# WHAT YOU WILL DO:
Whenever a line in the data holds the string "comes", copy that line.

[Stored dataset items]

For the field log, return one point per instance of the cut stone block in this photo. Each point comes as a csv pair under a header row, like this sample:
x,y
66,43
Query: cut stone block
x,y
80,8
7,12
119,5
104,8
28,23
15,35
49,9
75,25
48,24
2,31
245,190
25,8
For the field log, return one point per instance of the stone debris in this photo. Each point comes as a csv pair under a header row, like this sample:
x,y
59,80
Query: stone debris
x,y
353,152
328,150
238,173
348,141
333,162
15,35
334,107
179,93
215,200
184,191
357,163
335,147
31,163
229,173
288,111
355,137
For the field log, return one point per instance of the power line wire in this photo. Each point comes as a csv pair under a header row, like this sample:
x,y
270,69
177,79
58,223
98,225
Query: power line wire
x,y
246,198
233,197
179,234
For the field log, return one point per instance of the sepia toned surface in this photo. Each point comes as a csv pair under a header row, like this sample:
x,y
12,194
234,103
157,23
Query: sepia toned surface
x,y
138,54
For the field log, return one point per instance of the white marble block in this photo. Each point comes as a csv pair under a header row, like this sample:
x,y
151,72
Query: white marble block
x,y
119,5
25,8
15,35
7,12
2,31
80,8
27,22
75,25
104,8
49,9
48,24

# ANSWER SPACE:
For the field log, return one point per instance of the cut stone block in this photo. Each point comes as a csv pair under a header row, like this sample:
For the field log, return one point per instance of the stone debris in this photo. Each point comes as a csv pair under a header row, like this sample:
For the field log, return one point per instance of the power line wire in this photo. Each point comes as a csv pair under a header row, like this sample:
For the field log, return one point per instance of the sepia toned surface in this photo. Each point comes as a csv pair under a header row, like this sample:
For the field log, return one point per instance of the white marble block in this photo. Each point comes as a csv pair under a header row, like this sample:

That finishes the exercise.